[页面]
始,故人唐宰相鲁公,开府南服,余以布衣从戎。明年,别公漳水湄。后明年,公以事过张睢阳庙及颜杲卿所尝往来处,悲歌慷慨,卒不负其言而从之游。今其诗具在,可考也。
余恨死无以藉手见公,而独记别时语,每一动念,即于梦中寻之。或山水池榭,云岚草木,与所别之处及其时适相类,则徘徊顾盼,悲不敢泣。又后三年,过姑苏。姑苏,公初开府旧治也,望夫差之台而始哭公焉。又后四年,而哭之于越台。又后五年及今,而哭于子陵之台。
先是一日,与友人甲、乙若丙约,越宿而集。午,雨未止,买榜江涘。登岸,谒子陵祠;憩祠旁僧舍,毁垣枯甃,如入墟墓。还,与榜人治祭具。须臾,雨止,登西台,设主于荒亭隅;再拜,跪伏,祝毕,号而恸者三,复再拜,起。又念余弱冠时,往来必谒拜祠下。其始至也,侍先君焉。今余且老。江山人物,睠焉若失。复东望,泣拜不已。有云从南来,渰浥浡郁,气薄林木,若相助以悲者。乃以竹如意击石,作楚歌招之曰:“魂朝往兮何极?莫归来兮关塞黑。化为朱鸟兮有咮焉食?”歌阕,竹石俱碎,于是相向感唶。复登东台,抚苍石,还憩于榜中。榜人始惊余哭,云:“适有逻舟之过也,盍移诸?”遂移榜中流,举酒相属,各为诗以寄所思。薄暮,雪作风凛,不可留,登岸宿乙家。夜复赋诗怀古。明日,益风雪,别甲于江,余与丙独归。行三十里,又越宿乃至。

[所集材料]
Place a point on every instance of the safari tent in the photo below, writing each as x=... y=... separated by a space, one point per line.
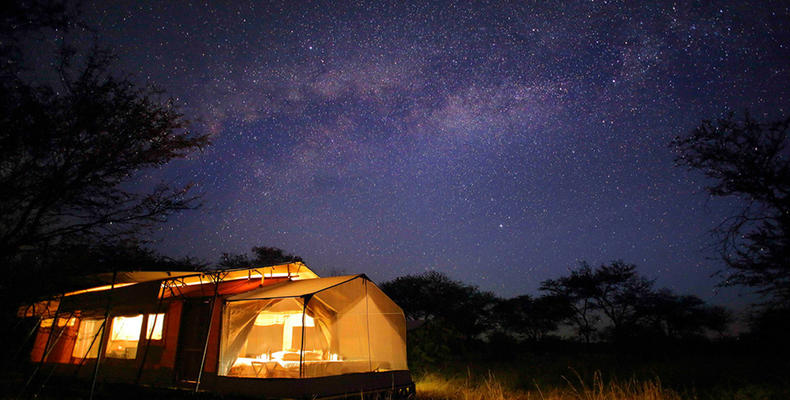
x=277 y=331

[练习任务]
**a.** 在西台哭祭一文中,作者作楚歌时用什么击石?
**b.** 请列出西台哭祭一文里与作者相约的所有友人。
**c.** 接着西台哭祭一文的末句往下续写。

[依次答案]
**a.** 竹如意。

**b.** 甲、乙、丙。

**c.**
其后,甲以书及别诗来,言:“是日风帆怒驶,逾久而后济;既济,疑有神阴相,以著兹游之伟。”余曰:“呜呼!阮步兵死,空山无哭声且千年矣!若神之助固不可知,然兹游亦良伟。其为文词因以达意,亦诚可悲已!”余尝欲仿太史公著《季汉月表》,如《秦楚之际》。今人不有知余心,后之人必有知余者。于此宜得书,故纪之,以附季汉事后。
时,先君登台后二十六年也。先君讳某字某,登台之岁在乙丑云。